• **Tasks for this exercise**:
• A. Swap "sunglasses" for "a cap" in the listing lines from the line holding "For each instance of the man wearing" through the line holding "[[420, 266], [248, 317], [69, 377]]", inclusive, leaving all else unchanged, and give back only those lines.
• B. Carry on the bankruptcy court order on Robertson Banking Company's motion, picking up after its last sentence.

271 B.R. 397 | Bankr. S.D. Ala. | 2000
In re O.D. JONES, Debtor.
United States Bankruptcy Court, S.D. Alabama.
*398 Albert Patterson, Mobile, AL, for the Debtor.
Robert P. Reynolds, Tuscaloosa, AL, for Robertson Banking Company.
John C. McAleer, III, Chapter 13 Trustee.
ORDER DENYING IN PART THE MOTION OF ROBERTSON BANKING COMPANY FOR ADEQUATE PROTECTION AND TO COMPEL AND SUSTAINING DEBTOR'S OBJECTION TO CLAIMS
MARGARET A. MAHONEY, Chief Judge.
This matter is before the Court on the motion of Robertson Banking Company ("Robertson") for adequate protection and to compel proper posting of its claim and Debtor's objection to Claim Numbers 7 and 2007. The Court has jurisdiction to hear this matter pursuant to 28 U.S.C. §§ 1334 and 157 and the Order of Reference of the District Court. This is a core proceeding pursuant to 28 U.S.C. § 157(b) and the Court has the authority to enter a final order. For the reasons indicated below, the motion of Robertson for adequate protection and to compel proper posting of its claim is denied except that Debtor shall provide evidence of insurance; and Debtor's objection to Claim Numbers 7 and 2007 is sustained.
FACTS
The debtor filed his chapter 13 case on November 8, 1999 and listed Robertson as a secured creditor. Debtor proposed in his plan to modify the contract of debtor and Robertson so that Robertson would receive a preference payment in the amount of $54.00 per month, a grossed up collateral value of $3,193.00 and an interest rate of 00.00%. [1 The practice of this district, prior to the new chapter 13 plan forms, was to show on the plan a "grossed up" collateral value which was the value of the vehicle and all interest to be paid during the five year life of the plan. The attorney for this debtor, despite using the new plan form which asks for an interest rate, provided only a total "grossed up" value for the vehicle with Robertson Banking Company's lien.]1 Robertson did not object to the plan and the plan was confirmed as filed on February 22, 2000. The plan provides for payment of 100% of all secured and unsecured claims. Subsequently, Robertson filed a claim in the amount of $4,191.23. The chapter 13 trustee split the claim into Claim Number 7 (secured, $3, 193.00) and Claim Number 2007 (unsecured, $998.23) based upon the confirmation order. The claim of Robertson states that it "includes post-petition interest of $1,051.66 computed at 12.01% per annum and expenses allowable under §§ 506(b) and 1325(a)(5)(B)(ii) based upon a loan payoff of $3,139.57 over 60 months assuming monthly preference of $70.00."

• **Material to process**:
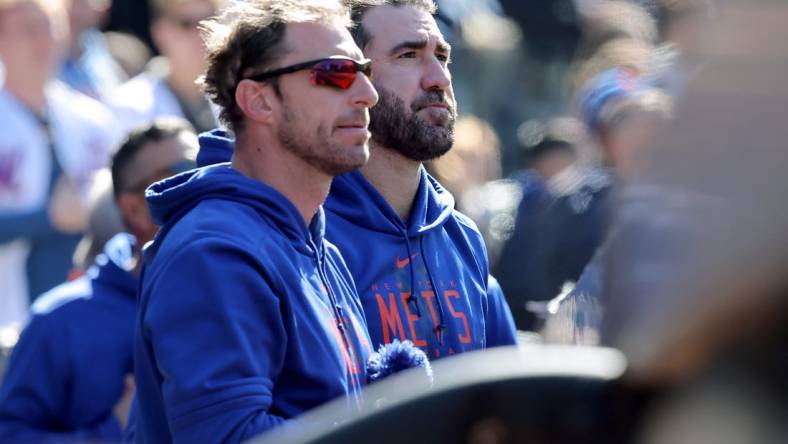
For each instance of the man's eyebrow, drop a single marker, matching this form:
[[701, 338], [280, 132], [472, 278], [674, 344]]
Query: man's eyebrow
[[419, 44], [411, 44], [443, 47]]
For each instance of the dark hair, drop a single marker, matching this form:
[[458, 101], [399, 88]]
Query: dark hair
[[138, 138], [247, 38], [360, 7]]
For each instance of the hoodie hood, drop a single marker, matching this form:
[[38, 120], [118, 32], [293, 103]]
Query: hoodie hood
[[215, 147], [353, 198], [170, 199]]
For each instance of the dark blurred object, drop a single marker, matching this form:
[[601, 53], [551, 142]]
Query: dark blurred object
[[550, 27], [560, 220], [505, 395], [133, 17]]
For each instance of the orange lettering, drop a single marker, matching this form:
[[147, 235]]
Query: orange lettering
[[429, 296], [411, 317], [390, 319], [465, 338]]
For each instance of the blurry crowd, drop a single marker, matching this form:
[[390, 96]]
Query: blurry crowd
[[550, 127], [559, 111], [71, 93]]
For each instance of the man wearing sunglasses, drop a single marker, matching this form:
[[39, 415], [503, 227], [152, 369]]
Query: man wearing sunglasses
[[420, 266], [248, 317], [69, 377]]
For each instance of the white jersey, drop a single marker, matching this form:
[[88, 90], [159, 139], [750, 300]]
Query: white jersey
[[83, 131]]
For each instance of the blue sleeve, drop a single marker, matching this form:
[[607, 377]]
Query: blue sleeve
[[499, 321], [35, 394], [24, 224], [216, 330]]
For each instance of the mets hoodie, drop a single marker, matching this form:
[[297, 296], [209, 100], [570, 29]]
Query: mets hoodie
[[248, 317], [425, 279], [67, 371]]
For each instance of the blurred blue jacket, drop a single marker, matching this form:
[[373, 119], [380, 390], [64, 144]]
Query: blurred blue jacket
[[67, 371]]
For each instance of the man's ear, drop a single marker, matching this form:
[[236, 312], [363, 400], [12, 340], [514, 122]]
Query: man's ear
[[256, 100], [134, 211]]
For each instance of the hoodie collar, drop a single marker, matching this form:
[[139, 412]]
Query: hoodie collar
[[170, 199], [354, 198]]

--

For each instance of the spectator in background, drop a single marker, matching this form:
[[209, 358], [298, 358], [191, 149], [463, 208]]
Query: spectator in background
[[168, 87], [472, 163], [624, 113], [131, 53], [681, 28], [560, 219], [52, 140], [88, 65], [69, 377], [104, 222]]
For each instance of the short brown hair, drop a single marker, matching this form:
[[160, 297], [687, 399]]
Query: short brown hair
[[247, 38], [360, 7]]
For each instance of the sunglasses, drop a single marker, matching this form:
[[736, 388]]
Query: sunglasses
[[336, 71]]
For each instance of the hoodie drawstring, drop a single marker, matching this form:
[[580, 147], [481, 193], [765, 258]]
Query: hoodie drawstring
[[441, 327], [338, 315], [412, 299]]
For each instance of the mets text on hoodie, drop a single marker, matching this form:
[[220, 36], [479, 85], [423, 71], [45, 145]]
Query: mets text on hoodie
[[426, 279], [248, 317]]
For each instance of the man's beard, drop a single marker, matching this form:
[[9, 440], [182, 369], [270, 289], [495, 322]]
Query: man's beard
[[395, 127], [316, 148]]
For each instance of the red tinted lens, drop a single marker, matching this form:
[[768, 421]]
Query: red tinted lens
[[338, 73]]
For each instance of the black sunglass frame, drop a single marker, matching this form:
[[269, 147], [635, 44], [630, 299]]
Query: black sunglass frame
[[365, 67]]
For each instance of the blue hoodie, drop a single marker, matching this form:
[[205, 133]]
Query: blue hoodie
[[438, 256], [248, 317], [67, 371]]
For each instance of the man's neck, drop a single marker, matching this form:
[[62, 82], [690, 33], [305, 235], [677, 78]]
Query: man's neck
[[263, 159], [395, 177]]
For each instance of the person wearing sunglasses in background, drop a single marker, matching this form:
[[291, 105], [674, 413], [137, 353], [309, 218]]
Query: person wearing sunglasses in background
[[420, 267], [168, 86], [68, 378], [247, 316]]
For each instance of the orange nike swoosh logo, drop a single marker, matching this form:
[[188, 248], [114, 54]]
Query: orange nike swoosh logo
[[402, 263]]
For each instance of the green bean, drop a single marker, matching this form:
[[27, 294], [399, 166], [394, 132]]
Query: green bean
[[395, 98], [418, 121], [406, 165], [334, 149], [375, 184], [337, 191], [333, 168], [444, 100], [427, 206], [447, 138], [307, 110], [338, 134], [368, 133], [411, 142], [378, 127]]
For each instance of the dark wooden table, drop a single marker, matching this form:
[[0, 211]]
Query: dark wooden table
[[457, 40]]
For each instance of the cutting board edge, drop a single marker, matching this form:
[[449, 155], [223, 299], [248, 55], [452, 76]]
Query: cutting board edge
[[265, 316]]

• **Response list**:
• A.
For each instance of the man wearing a cap, drop a single marker, matching this form:
[[39, 415], [503, 227], [152, 369]]
Query: man wearing a cap
[[420, 266], [248, 317], [69, 377]]

• B.
*399 LAW
Robertson's motion seeks to have the trustee designate the payments to it under the plan as entirely secured. It wants a $70 per month preference instead of a $54 per month preference payment on what the debtor asserts is Robertson's secured claim and another payment on its alleged unsecured claim. Robertson also wants evidence of insurance on debtor's vehicle which does need to be provided. Finally, Robertson seeks a "proper posting" of its claim. It asserts that since it filed its claim as fully secured the trustee must treat the claim as fully secured unless the debtor files a claim objection or makes a motion to value the collateral. The debtor asserts that the confirmation order once final finally determines valuation and claim issues if determination is necessary to confirmation.
To decide these issues, the court will discuss (a) the diversity of chapter 13 procedures across the country; (b) the tension between §§ 1327 and 502 of the Bankruptcy Code; and (c) notice requirements.
A.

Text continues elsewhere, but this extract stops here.